Exercise brief: Output the listing below verbatim, without images.

++++

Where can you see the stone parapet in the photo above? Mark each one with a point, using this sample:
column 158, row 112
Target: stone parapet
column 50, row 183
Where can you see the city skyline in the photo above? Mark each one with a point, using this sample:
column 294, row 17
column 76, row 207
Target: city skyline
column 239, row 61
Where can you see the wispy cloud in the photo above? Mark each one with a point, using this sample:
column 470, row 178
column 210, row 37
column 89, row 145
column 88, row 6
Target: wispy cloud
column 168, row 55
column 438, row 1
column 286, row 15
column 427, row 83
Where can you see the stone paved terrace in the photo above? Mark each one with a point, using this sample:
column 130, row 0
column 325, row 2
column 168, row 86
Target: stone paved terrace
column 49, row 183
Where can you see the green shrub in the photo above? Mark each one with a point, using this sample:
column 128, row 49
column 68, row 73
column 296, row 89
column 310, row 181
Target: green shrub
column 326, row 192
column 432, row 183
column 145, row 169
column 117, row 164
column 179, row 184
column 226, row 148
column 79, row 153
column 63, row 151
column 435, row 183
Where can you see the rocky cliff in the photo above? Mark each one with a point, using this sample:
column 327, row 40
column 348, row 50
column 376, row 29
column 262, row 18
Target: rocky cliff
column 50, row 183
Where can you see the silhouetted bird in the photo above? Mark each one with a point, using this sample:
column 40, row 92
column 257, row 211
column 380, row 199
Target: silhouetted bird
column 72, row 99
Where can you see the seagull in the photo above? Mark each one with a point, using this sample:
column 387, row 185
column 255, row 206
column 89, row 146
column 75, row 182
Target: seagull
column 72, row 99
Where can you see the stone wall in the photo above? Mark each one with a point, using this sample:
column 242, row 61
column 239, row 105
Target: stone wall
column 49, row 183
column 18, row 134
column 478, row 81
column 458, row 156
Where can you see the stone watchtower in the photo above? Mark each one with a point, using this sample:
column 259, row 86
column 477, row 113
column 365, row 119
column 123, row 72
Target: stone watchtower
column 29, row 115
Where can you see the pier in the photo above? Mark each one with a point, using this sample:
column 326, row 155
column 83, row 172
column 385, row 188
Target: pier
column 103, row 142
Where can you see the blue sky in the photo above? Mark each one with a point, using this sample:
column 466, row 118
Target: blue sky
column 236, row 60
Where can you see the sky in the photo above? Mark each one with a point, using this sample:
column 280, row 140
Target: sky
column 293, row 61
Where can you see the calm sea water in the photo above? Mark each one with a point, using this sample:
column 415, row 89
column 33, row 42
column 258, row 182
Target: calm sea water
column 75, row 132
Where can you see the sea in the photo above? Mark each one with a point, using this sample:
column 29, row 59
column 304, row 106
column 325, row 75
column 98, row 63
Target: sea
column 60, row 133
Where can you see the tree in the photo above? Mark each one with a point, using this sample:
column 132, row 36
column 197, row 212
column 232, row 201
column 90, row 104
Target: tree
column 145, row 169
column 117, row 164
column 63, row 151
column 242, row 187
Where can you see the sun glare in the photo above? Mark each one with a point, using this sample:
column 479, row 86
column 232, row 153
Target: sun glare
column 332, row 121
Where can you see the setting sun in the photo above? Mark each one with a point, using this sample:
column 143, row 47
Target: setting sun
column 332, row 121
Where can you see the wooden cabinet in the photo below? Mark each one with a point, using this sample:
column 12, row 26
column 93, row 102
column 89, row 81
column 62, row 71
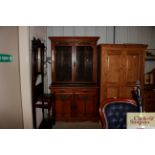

++++

Task response:
Where can you see the stone parapet in the photo above? Mark each one with a point, using this sample:
column 158, row 112
Target: stone parapet
column 50, row 183
Where can you see the city skyline in the photo above? Mark each one with a point, using this sample:
column 294, row 17
column 76, row 207
Target: city skyline
column 239, row 61
Where can you see the wispy cloud in the photo above? Mark each one with a point, using this sample:
column 470, row 178
column 210, row 37
column 89, row 145
column 88, row 6
Target: wispy cloud
column 168, row 55
column 438, row 1
column 286, row 15
column 427, row 83
Where can you see the stone paved terrace in the photo above? Mark each one with a point, using this sample:
column 130, row 0
column 325, row 2
column 168, row 86
Target: stone paved terrace
column 49, row 183
Where can you see the green shrub in the photo above? Mark each one with a point, using this sample:
column 128, row 49
column 68, row 73
column 296, row 89
column 310, row 181
Target: green shrub
column 326, row 192
column 432, row 183
column 145, row 169
column 117, row 164
column 179, row 184
column 226, row 148
column 79, row 153
column 63, row 151
column 435, row 183
Where can you see the rocky cliff in the photo above? Mark each one with a point, using this sample:
column 327, row 40
column 348, row 50
column 376, row 29
column 262, row 18
Target: rocky cliff
column 50, row 183
Where can you see the silhouetted bird in the photo above? Mark each one with a point, using this sample:
column 40, row 92
column 257, row 211
column 380, row 199
Target: silhouetted bird
column 72, row 99
Where can you see the seagull in the photo above? Mark each one with a point, using this sample:
column 387, row 185
column 255, row 206
column 89, row 146
column 75, row 182
Target: seagull
column 72, row 99
Where can you see the stone wall in the photo above? Mark each one with a point, using this sample:
column 242, row 61
column 239, row 105
Target: stone wall
column 49, row 183
column 18, row 134
column 478, row 81
column 458, row 156
Where can you see the stone watchtower in the photo above? Mark each one with a point, using this sample:
column 259, row 86
column 477, row 113
column 365, row 119
column 123, row 72
Target: stone watchtower
column 29, row 115
Where can you see the pier in the photo above? Mark each one with a point, using this sample:
column 326, row 155
column 83, row 172
column 385, row 188
Target: pier
column 103, row 142
Where can you see the blue sky in the photo above? Mark each one with a point, using this sample:
column 466, row 118
Target: blue sky
column 236, row 60
Where can you see the sky in the photo above? Mark each one with a point, using this sample:
column 280, row 140
Target: sky
column 293, row 61
Where can you see the calm sea water in the photo above? Mark each one with a point, using this sample:
column 415, row 89
column 33, row 42
column 258, row 182
Target: calm sea water
column 75, row 132
Where can you see the sea in the photo above? Mark each one with a point, using this sample:
column 29, row 59
column 304, row 106
column 325, row 75
column 98, row 63
Target: sea
column 60, row 133
Where can you see the tree in the photo above? Mark each one with a point, using this sample:
column 132, row 36
column 197, row 212
column 232, row 201
column 90, row 104
Target: tree
column 145, row 169
column 117, row 164
column 63, row 151
column 242, row 187
Where can you see the sun glare in the photo above? Mark each one with a point, using this sample:
column 479, row 86
column 232, row 153
Target: sun glare
column 332, row 121
Where can you see the setting sun in the photo above? Mark each one with a point, using this sample:
column 143, row 47
Target: setting sun
column 332, row 121
Where can you see the wooden cabinet in the photo below? Mark each one with a point, using this sample:
column 12, row 26
column 93, row 102
column 89, row 81
column 62, row 71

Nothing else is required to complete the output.